◆ REQUEST ◆
Quote each line exactly, from the line that contains "Task: indicate the seawater" down to the last line of the listing, and no other lines.

◆ PROVIDED DATA ◆
--

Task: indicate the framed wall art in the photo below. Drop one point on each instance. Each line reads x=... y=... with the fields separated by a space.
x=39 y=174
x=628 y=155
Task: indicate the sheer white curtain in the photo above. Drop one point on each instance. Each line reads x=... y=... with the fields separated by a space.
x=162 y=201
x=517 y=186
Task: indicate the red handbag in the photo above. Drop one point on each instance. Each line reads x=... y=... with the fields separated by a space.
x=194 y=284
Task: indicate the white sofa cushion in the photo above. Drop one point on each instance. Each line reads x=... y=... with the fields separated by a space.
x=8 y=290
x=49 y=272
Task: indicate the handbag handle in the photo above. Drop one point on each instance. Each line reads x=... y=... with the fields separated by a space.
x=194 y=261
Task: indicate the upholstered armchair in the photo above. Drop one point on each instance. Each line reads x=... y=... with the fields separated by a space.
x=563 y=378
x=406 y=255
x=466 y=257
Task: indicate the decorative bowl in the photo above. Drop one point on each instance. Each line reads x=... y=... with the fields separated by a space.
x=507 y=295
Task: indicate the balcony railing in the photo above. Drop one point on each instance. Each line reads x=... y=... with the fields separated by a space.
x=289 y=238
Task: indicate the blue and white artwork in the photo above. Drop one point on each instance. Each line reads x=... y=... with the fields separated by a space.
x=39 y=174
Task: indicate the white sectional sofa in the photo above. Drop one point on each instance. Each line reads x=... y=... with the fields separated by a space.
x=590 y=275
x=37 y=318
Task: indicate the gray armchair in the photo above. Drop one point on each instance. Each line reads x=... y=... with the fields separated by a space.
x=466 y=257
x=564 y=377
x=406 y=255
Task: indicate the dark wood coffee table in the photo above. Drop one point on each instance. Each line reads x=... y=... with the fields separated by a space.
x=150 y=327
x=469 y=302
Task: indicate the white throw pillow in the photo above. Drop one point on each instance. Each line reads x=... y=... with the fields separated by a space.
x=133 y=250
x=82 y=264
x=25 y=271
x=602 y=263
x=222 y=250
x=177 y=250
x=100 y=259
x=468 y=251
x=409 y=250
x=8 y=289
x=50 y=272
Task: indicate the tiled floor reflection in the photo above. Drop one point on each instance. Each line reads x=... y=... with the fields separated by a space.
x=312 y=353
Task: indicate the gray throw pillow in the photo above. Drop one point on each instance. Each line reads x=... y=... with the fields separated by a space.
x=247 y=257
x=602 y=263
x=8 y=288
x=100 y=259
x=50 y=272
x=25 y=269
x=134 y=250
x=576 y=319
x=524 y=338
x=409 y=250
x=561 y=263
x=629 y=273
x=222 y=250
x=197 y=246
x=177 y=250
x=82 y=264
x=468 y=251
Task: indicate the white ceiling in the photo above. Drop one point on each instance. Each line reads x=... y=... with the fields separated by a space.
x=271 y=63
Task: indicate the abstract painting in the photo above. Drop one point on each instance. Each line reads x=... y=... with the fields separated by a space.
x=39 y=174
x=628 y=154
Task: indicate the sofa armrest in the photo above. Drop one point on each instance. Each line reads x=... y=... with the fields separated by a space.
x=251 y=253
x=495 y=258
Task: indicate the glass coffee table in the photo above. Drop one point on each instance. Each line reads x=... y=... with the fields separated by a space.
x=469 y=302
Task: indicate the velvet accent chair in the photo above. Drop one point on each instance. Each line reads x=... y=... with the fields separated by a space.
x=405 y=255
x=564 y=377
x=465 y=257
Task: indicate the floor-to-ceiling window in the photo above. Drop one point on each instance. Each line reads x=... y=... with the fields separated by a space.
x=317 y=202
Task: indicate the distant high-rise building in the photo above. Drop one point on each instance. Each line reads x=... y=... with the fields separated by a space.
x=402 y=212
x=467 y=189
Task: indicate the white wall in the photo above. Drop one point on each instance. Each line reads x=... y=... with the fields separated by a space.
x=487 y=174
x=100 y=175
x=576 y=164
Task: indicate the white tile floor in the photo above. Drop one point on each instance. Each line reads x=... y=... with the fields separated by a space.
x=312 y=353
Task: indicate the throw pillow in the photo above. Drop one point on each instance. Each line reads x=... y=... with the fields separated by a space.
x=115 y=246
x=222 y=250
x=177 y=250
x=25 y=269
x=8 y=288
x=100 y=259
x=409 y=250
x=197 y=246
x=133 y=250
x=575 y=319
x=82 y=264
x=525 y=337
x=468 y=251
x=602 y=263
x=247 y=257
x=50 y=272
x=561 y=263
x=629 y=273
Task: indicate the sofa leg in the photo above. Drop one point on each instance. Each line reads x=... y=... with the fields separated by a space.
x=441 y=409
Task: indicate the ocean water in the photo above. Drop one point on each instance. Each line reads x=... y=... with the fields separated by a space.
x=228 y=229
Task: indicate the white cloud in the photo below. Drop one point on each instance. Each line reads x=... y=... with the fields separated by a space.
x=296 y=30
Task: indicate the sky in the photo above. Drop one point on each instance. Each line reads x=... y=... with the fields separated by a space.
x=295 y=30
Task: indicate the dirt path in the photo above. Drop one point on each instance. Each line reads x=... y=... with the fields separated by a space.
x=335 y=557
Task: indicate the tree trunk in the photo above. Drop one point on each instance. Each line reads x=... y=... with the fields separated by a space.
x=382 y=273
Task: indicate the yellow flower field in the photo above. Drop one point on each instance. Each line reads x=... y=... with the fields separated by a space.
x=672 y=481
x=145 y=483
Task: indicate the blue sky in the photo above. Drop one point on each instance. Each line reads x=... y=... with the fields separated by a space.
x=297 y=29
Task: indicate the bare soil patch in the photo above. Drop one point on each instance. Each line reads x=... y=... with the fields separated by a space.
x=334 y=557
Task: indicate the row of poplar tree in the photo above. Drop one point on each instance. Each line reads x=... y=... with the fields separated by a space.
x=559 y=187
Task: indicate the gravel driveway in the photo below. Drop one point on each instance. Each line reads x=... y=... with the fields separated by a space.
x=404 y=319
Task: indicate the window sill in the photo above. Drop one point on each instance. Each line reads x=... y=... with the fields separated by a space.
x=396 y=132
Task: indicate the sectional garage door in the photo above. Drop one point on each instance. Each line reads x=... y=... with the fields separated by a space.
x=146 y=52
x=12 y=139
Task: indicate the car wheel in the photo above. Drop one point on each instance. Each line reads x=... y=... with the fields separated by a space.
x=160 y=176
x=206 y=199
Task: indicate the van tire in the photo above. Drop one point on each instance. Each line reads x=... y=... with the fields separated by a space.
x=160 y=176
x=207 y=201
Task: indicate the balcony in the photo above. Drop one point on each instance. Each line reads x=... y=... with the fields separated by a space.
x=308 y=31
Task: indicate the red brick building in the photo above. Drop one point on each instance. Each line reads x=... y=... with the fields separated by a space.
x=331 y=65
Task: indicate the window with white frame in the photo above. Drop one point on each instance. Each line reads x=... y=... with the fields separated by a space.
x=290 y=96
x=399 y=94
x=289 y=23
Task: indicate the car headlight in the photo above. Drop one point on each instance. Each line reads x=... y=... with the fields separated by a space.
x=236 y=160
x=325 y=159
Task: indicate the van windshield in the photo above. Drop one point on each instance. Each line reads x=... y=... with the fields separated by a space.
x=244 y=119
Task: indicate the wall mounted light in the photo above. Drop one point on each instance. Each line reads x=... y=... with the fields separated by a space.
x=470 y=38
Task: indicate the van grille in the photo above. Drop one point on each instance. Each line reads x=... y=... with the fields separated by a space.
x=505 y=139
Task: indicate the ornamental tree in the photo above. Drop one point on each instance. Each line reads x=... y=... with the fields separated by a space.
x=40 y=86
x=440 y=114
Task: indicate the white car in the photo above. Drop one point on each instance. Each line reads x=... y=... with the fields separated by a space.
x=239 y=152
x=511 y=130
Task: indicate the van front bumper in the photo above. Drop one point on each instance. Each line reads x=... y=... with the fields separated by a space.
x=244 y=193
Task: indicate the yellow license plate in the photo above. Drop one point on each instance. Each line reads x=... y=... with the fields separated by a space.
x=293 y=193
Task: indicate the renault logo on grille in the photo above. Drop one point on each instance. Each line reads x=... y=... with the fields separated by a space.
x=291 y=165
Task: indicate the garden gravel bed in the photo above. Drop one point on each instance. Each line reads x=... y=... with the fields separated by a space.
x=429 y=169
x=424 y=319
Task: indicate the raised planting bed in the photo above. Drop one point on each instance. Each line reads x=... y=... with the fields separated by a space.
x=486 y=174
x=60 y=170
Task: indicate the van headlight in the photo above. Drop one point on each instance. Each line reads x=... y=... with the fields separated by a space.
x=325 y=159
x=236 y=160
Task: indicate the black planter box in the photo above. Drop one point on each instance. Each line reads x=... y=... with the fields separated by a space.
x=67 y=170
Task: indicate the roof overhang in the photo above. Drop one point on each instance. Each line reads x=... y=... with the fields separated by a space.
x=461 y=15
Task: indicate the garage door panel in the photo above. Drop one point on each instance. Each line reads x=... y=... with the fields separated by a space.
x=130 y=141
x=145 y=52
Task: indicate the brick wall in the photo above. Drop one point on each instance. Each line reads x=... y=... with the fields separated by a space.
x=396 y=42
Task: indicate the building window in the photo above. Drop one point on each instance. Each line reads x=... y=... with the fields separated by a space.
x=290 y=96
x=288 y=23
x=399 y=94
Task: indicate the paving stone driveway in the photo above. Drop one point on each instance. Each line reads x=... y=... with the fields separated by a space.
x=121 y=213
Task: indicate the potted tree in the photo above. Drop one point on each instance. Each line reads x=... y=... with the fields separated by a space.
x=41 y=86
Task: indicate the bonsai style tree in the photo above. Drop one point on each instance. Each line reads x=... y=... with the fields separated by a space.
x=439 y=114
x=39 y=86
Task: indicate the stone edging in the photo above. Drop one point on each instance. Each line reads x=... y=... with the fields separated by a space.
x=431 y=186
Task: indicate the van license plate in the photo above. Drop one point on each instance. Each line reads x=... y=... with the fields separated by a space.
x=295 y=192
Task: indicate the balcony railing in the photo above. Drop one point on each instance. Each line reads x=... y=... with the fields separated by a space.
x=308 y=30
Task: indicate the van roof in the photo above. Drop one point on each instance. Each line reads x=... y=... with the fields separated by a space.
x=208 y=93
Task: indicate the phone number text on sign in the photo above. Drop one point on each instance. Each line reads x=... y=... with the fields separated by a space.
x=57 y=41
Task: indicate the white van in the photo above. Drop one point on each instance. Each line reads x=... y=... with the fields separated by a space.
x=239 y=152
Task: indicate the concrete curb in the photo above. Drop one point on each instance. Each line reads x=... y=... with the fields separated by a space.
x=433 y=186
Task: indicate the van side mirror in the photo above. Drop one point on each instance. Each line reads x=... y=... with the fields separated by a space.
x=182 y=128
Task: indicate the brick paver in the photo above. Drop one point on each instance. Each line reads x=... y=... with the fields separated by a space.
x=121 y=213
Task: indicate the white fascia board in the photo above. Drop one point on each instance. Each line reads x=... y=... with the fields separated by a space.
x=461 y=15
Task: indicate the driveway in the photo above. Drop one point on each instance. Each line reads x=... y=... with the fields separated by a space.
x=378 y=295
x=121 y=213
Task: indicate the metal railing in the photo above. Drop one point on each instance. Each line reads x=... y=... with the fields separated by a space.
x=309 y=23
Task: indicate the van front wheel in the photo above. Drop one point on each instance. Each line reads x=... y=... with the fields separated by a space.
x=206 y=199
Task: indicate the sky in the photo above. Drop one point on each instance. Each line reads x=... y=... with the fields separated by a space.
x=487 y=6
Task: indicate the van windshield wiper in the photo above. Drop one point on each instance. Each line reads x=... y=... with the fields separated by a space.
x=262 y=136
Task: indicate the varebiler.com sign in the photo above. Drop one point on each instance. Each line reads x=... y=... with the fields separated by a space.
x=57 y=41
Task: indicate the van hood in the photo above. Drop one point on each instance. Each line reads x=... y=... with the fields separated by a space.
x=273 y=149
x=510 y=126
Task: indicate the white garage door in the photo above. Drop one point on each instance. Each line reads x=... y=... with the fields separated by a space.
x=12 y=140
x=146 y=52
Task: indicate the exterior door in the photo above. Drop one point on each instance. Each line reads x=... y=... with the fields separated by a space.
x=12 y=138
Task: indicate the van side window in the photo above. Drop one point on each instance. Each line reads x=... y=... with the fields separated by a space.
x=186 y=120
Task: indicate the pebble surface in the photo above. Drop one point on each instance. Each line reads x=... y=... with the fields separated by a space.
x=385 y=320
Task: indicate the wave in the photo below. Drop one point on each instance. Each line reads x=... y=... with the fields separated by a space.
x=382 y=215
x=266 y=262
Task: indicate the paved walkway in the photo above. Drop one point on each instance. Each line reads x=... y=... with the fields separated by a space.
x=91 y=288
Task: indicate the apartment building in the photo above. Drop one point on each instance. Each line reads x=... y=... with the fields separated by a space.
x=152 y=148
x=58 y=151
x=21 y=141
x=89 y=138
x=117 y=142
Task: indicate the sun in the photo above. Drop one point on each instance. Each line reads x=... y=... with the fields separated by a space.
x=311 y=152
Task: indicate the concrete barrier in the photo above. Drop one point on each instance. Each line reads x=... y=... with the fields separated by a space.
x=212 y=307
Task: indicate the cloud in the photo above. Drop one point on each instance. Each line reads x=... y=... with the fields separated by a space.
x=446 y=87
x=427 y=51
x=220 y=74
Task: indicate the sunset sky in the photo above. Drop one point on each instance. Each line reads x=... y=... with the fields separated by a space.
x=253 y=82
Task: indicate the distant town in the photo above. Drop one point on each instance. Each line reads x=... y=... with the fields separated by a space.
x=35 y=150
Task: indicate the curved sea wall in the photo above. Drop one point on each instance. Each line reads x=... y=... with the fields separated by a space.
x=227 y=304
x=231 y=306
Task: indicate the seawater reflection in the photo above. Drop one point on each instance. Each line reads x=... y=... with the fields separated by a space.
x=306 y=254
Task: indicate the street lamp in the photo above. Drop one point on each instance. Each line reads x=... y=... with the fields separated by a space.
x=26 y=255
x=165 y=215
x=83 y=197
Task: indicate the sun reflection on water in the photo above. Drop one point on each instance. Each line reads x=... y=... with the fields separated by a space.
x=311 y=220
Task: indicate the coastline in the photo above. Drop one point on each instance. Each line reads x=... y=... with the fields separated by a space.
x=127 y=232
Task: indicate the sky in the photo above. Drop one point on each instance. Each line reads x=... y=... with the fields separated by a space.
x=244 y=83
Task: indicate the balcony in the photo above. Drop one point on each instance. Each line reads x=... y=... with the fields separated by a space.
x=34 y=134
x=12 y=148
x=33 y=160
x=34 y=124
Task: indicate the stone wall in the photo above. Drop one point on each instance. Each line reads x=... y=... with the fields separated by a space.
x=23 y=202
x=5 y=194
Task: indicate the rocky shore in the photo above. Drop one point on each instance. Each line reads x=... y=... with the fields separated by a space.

--

◆ CORRECT RESPONSE ◆
Task: indicate the seawater reflection in the photo above. Drop one point on each instance. Each line reads x=... y=... with the fields separated by a space.
x=306 y=254
Task: indicate the street lamp in the photo above. Drop one point on each instance. Each line reads x=... y=... with the fields separated by a space.
x=26 y=255
x=165 y=215
x=83 y=197
Task: indicate the sun reflection on water in the photo above. Drop one point on each instance. Each line reads x=... y=... with the fields separated by a space.
x=311 y=220
Task: indicate the coastline in the photo above. Drop one point on each instance. Each line reads x=... y=... with the fields separated by a space.
x=127 y=232
Task: indicate the sky in the photo above. Drop one point on each instance. Each line reads x=... y=... with the fields separated by a space.
x=244 y=83
Task: indicate the balcony in the photo above. Drop one point on each instance. Each line reads x=... y=... with the fields separated by a space.
x=34 y=134
x=12 y=148
x=33 y=160
x=34 y=124
Task: indicate the stone wall in the photo above. Drop one point on each instance. Each line reads x=... y=... with the fields separated by a space.
x=23 y=202
x=5 y=194
Task: indicate the rocky shore in the photo above. Drop one point on each instance. Each line reads x=... y=... with the fields separated by a space.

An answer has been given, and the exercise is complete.